(Saved entries)
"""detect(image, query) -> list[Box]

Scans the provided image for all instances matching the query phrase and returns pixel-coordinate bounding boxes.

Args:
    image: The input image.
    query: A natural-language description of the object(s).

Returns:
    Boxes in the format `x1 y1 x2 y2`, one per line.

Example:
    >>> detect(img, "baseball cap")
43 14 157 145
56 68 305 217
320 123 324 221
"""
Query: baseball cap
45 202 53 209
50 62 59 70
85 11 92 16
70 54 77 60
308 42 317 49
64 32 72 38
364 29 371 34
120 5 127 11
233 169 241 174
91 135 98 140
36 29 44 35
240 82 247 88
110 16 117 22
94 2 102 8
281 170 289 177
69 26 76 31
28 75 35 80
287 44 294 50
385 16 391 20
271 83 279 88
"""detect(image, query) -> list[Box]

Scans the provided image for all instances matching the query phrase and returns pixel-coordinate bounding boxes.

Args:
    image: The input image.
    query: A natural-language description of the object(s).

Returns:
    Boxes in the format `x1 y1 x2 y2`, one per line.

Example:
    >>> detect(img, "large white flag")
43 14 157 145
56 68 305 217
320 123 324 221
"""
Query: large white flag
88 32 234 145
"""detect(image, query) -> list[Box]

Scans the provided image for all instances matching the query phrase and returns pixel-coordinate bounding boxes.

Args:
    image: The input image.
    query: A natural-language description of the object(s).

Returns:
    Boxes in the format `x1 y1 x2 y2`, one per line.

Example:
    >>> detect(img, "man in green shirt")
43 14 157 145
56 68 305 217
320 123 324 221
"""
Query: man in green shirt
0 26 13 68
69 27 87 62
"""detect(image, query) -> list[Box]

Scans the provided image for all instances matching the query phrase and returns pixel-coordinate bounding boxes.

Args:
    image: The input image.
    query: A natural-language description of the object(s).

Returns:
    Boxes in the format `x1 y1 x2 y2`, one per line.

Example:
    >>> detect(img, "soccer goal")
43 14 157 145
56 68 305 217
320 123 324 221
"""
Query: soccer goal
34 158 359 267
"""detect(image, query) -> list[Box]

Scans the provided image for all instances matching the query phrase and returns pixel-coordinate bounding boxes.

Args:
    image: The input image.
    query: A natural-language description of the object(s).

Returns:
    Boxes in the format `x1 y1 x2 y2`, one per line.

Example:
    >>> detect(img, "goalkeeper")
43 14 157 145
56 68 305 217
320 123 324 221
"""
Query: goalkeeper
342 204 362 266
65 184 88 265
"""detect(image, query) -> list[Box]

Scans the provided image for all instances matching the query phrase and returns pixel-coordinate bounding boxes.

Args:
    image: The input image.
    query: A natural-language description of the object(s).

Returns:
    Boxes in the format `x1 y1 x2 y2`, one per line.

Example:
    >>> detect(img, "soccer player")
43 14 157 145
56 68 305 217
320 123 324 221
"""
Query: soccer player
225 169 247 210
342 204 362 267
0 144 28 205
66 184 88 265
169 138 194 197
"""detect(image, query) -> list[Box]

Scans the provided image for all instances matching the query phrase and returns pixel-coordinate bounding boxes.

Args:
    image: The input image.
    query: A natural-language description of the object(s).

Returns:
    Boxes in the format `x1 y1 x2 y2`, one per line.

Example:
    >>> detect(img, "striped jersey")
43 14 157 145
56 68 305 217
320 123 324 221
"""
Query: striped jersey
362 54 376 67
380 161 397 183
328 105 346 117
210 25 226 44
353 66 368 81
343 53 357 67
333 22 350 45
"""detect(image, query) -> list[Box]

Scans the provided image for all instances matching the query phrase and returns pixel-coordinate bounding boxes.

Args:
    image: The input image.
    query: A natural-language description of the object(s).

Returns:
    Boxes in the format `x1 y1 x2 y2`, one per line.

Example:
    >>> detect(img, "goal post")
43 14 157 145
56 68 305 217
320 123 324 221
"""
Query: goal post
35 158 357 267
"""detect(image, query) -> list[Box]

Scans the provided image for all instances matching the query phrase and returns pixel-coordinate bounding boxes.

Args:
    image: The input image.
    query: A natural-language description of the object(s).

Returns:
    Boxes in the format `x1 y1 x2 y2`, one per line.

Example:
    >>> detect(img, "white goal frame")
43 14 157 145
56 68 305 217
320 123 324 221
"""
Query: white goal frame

Problem requirements: Across the entries, how many lines include the string "frame"? The answer should be only a number.

Output for this exercise: 2